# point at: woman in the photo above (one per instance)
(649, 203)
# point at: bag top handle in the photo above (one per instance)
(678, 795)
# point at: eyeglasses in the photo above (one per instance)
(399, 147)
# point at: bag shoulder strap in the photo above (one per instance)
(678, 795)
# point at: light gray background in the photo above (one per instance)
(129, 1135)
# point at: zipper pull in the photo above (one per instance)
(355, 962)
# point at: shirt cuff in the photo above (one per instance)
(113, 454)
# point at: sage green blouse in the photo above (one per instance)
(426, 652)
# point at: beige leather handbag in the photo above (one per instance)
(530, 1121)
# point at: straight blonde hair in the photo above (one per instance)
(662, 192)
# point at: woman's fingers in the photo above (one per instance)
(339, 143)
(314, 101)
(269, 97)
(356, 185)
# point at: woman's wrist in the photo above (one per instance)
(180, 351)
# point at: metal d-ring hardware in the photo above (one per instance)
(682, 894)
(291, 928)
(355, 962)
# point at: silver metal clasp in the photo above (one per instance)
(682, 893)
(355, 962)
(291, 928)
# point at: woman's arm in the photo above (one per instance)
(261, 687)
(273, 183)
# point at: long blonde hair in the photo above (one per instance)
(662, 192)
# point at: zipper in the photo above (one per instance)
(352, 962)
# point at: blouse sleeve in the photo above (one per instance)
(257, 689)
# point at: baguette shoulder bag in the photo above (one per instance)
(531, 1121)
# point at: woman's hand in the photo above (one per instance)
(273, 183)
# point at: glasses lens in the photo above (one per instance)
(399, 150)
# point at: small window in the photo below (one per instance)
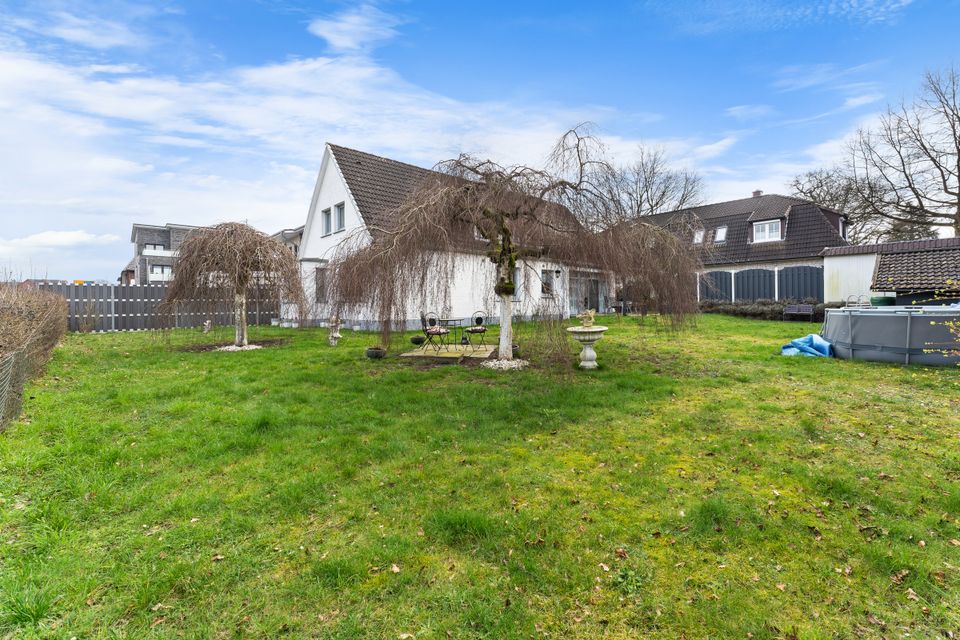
(327, 222)
(767, 231)
(546, 282)
(320, 284)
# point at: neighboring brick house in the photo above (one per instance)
(917, 272)
(766, 246)
(155, 252)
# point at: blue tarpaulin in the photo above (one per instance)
(812, 346)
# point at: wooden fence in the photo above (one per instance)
(106, 307)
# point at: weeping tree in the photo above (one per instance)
(565, 212)
(230, 262)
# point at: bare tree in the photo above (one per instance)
(907, 169)
(230, 261)
(564, 212)
(650, 185)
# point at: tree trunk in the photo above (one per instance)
(240, 319)
(506, 327)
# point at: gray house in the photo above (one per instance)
(765, 246)
(155, 252)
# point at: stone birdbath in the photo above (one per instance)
(587, 335)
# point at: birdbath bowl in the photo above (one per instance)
(587, 336)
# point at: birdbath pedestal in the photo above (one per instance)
(587, 336)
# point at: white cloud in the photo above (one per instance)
(56, 240)
(702, 17)
(356, 30)
(749, 111)
(87, 31)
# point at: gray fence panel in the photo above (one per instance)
(798, 283)
(754, 284)
(716, 285)
(138, 307)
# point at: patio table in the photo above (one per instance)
(456, 326)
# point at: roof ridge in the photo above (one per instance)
(379, 157)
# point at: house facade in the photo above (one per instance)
(915, 272)
(290, 238)
(356, 191)
(155, 250)
(762, 247)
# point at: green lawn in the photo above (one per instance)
(698, 485)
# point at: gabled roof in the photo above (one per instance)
(379, 185)
(807, 229)
(936, 268)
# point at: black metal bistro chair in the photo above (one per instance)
(477, 330)
(436, 333)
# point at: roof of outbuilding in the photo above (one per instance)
(808, 230)
(904, 246)
(924, 270)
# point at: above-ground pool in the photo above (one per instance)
(918, 335)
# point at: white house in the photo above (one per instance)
(356, 190)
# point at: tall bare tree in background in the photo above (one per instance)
(901, 180)
(650, 185)
(229, 262)
(907, 169)
(564, 212)
(835, 189)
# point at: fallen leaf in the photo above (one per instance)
(898, 577)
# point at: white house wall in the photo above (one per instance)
(471, 283)
(846, 276)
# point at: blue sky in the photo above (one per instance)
(113, 113)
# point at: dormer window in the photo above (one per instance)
(766, 231)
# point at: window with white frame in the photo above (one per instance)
(320, 284)
(546, 282)
(327, 222)
(766, 231)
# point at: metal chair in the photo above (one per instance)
(434, 331)
(478, 327)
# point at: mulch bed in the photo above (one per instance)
(201, 348)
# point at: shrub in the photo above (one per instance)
(763, 309)
(31, 324)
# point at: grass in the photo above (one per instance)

### PROBLEM DESCRIPTION
Repeat all the data as it stands, dropping any images it holds.

### EXERCISE OUTPUT
# point at: woman in the photo above (one per instance)
(649, 203)
# point at: bag top handle in the photo above (one per instance)
(678, 795)
# point at: eyeglasses in the photo above (one per instance)
(399, 147)
# point at: bag shoulder strap in the photo above (one per instance)
(678, 795)
# point at: light gray background in the photo above (one per instance)
(129, 1135)
# point at: zipper pull in the photo above (one per instance)
(355, 962)
# point at: shirt cuff in the photo above (one per instance)
(113, 454)
# point at: sage green blouse in the photo above (one per instance)
(426, 652)
# point at: beige leather handbag in the photo above (one per instance)
(530, 1121)
# point at: straight blonde hair in the photo above (one per instance)
(662, 192)
# point at: woman's fingers in the photo above (one per instance)
(339, 143)
(314, 101)
(269, 97)
(356, 185)
# point at: woman's wrist in the photo above (one per instance)
(180, 351)
# point at: metal d-ring hardware in the photo above (one per instance)
(682, 894)
(291, 928)
(355, 962)
# point at: silver metal clasp in the photo above (one per instance)
(682, 893)
(355, 962)
(291, 928)
# point at: woman's arm in the photo above (one per instance)
(261, 687)
(273, 183)
# point at: long blonde hair in the photo above (one per instance)
(662, 192)
# point at: zipper in the photo above (one per instance)
(352, 962)
# point at: blouse sleeve in the photo above (one per instance)
(257, 689)
# point at: baguette shoulder bag in the photo above (one per instance)
(531, 1121)
# point at: woman's hand in the photo above (one per instance)
(273, 183)
# point at: glasses lens in the photo above (one per instance)
(399, 150)
# point at: small window in the photo below (one per instance)
(327, 222)
(767, 231)
(546, 282)
(320, 284)
# point at: neighboring brick house in the photo above (one per instance)
(917, 272)
(766, 246)
(155, 252)
# point at: blue tarpaulin in the photo above (one per instance)
(812, 346)
# point at: wooden fence in the photo above (one per instance)
(106, 307)
# point at: weeping tree in the photo above (one per instance)
(565, 212)
(230, 262)
# point at: bare tree in the photo above (one per instance)
(907, 169)
(230, 261)
(564, 212)
(650, 185)
# point at: tree trunk in the photo above (one per instance)
(240, 319)
(506, 327)
# point at: gray house in the photo above (one per instance)
(765, 246)
(155, 252)
# point at: stone birdbath in the photo above (one per instance)
(587, 335)
# point at: birdbath bowl in the photo above (one per instance)
(587, 336)
# point at: birdbath pedestal in the photo above (one per instance)
(587, 336)
# point at: white cloud in the photo above (one per instance)
(56, 240)
(702, 17)
(356, 30)
(749, 111)
(87, 31)
# point at: gray fence panel in the photo above (one per instance)
(798, 283)
(754, 284)
(716, 285)
(138, 307)
# point at: patio table in the photo above (one per instance)
(456, 326)
# point at: roof ridge in the photo above (one per instance)
(379, 157)
# point at: house facade in the photo above (one per instance)
(915, 272)
(290, 238)
(356, 191)
(155, 250)
(762, 247)
# point at: green lawn in the photo above (one per instance)
(698, 485)
# point at: gabled roof in the photo above (one per instance)
(379, 185)
(807, 229)
(936, 268)
# point at: black metal bistro chair in the photo above (one per instance)
(477, 330)
(436, 333)
# point at: roof of outbuilding in the photo above (one per instance)
(808, 230)
(904, 246)
(924, 270)
# point at: above-ground pool in the photo above (one per instance)
(918, 335)
# point at: white house in the photo above (one per instance)
(356, 190)
# point at: tall bare tree in background in the photo above (one per instance)
(901, 180)
(650, 185)
(229, 262)
(907, 169)
(564, 212)
(835, 189)
# point at: fallen leaf in the photo above (one per instance)
(898, 577)
# point at: white house wall in the photo above (one per instance)
(471, 283)
(846, 276)
# point at: blue sky in the photo above (one per instance)
(113, 113)
# point at: dormer window in the photo above (one per instance)
(766, 231)
# point at: window with white frame in the photo above (one per instance)
(320, 284)
(546, 282)
(327, 222)
(766, 231)
# point at: metal chair in the photo above (one per instance)
(434, 331)
(478, 327)
# point at: mulch bed in the photo above (one per instance)
(201, 348)
# point at: shrub in the photo above (one per instance)
(763, 309)
(31, 324)
# point at: grass in the photo above (one per instance)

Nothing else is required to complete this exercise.